| PROBLEM DETAILS |
List every medicine that the article below on the WHO essential medicines list names by its specific drug name.

___ PAGE EXCERPT

PrEP Has Been Labeled An ‘Essential Medicine’ By World Health Organisation
New guidance on antibiotics for common infections and medicines for the more severe circumstances, is among the additions to the WHO Model list of essential medicines for 2017. Other extensions include medications for HIV, hepatitis C, and tuberculosis.
In the biggest revision of the antibiotics section in the EML’s 40-year history, WHO experts have grouped antibiotics into three categories – ACCESS, WATCH, and RESERVE – with recommendations on when each class should be used. Additionally, the WHO has added HIV PrEP to its list of essential medicines "with tenofovir alone, or in combination with emtricitabine or lamivudine, to prevent HIV infection," and dolutegravir "for treatment of HIV infection, in response to the most recent evidence showing the medicine’s safety, efficacy, and high barrier to resistance."
“Today’s addition of pre-exposure prophylaxis, or PrEP, to the World Health Organisation’s Essential Medicines List, is yet further evidence for the need to make this vital HIV prevention tool available to people at risk of HIV here in the UK,” said Dr. Michael Brady, Medical Director at Terrence Higgins Trust. “We must not let PrEP become a postcode lottery – it should be available to all those at risk, as soon as possible, regardless of where they live,” - Dr. Brady added.
The World Health Organisation Model list of essential medicines was originally launched in 1977, coinciding with the endorsement by governments at the World Health Assembly of “Health for all” as the guiding principle for WHO and countries’ health policies.

______
___ MATERIAL PROVIDED

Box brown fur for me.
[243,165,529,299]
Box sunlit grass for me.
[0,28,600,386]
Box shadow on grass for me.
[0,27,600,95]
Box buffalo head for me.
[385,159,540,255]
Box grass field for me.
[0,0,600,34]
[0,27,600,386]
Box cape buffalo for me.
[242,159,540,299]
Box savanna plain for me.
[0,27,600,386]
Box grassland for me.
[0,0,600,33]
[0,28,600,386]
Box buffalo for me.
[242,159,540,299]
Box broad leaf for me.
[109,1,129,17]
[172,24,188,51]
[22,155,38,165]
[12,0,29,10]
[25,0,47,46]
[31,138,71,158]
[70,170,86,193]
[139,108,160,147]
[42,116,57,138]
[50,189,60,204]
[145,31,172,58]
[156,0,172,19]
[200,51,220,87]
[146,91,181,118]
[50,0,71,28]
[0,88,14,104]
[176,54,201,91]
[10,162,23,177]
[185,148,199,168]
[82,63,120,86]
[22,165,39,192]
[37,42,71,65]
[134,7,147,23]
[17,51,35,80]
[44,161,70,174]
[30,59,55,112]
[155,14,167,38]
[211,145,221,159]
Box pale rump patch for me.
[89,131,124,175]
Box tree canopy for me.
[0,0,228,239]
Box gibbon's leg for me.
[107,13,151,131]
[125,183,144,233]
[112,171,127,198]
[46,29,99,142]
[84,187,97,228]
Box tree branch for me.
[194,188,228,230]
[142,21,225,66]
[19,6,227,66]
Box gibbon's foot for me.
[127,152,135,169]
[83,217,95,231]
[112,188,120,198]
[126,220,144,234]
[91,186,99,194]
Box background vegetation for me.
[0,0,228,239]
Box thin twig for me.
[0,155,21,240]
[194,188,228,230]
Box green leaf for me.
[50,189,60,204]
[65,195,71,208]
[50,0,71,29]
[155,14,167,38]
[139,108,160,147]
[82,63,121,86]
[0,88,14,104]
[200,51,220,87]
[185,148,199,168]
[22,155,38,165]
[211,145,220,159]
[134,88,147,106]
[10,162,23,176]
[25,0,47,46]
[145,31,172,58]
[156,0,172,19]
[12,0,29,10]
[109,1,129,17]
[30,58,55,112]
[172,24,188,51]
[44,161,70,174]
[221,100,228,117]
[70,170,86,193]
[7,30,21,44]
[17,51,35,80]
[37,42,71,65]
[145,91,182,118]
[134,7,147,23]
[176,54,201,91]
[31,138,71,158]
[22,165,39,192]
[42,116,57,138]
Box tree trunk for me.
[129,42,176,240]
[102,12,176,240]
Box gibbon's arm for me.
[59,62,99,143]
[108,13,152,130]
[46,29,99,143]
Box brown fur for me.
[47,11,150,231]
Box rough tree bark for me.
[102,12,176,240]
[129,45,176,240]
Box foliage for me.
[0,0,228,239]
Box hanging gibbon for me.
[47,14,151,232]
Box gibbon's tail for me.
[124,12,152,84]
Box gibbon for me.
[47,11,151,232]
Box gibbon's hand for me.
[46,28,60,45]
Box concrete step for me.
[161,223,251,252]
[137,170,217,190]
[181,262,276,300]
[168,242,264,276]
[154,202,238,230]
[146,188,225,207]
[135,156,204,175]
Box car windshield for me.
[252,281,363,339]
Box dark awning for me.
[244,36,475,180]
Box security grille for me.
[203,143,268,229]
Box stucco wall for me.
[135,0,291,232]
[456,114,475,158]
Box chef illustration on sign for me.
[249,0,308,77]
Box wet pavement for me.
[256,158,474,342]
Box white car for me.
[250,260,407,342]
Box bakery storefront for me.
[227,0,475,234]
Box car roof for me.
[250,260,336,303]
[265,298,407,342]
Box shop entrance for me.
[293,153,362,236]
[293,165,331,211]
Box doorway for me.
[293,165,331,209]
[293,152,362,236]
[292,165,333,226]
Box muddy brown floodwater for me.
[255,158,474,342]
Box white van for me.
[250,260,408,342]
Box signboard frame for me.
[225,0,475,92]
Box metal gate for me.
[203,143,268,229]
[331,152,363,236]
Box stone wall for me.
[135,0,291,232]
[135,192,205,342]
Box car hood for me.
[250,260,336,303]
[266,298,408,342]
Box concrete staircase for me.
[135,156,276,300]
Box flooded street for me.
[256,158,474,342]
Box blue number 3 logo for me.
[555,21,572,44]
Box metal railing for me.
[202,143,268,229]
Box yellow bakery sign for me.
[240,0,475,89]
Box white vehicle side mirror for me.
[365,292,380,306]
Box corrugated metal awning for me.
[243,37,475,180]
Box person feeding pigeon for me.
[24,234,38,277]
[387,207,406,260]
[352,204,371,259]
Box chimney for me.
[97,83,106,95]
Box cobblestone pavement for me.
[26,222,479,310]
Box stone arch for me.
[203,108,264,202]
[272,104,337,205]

______

| TASK RESULT |
- tenofovir
- emtricitabine
- lamivudine
- dolutegravir